[Prompt] Keep the wording of the records intact as you retype them, and omit every image.

Natural-language object grounding data:
- - - - -

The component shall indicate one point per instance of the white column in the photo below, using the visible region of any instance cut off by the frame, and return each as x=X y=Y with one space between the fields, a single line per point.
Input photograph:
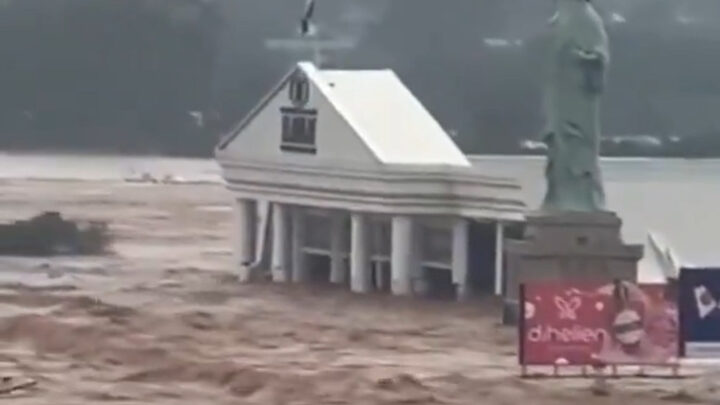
x=499 y=263
x=299 y=269
x=245 y=215
x=280 y=254
x=360 y=274
x=338 y=268
x=460 y=243
x=402 y=257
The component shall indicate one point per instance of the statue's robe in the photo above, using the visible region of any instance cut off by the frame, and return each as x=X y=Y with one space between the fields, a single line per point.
x=579 y=59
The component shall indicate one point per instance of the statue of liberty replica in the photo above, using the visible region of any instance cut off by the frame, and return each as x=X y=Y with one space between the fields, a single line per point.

- - - - -

[Completed exercise]
The component shall indicate one point per instance of the white column in the photo below, using the visible region of any instance cut off by the frame, and return each as x=X y=Y with one space between the fields, a single line per point.
Input photograph:
x=499 y=263
x=299 y=269
x=245 y=215
x=280 y=254
x=360 y=274
x=338 y=268
x=460 y=243
x=402 y=257
The component shall indicate one point per instance of the statue's robe in the photo above, using the visible region of any instance cut off by the frame, and return each as x=X y=Y with one space between the fields, a single line per point.
x=579 y=59
The component shall indicate one point per instance of the statue of liberty replica in the photo above, using the visible region of any instance cut off by the frame, and return each as x=X y=Y with one space between the fields, a single line per point.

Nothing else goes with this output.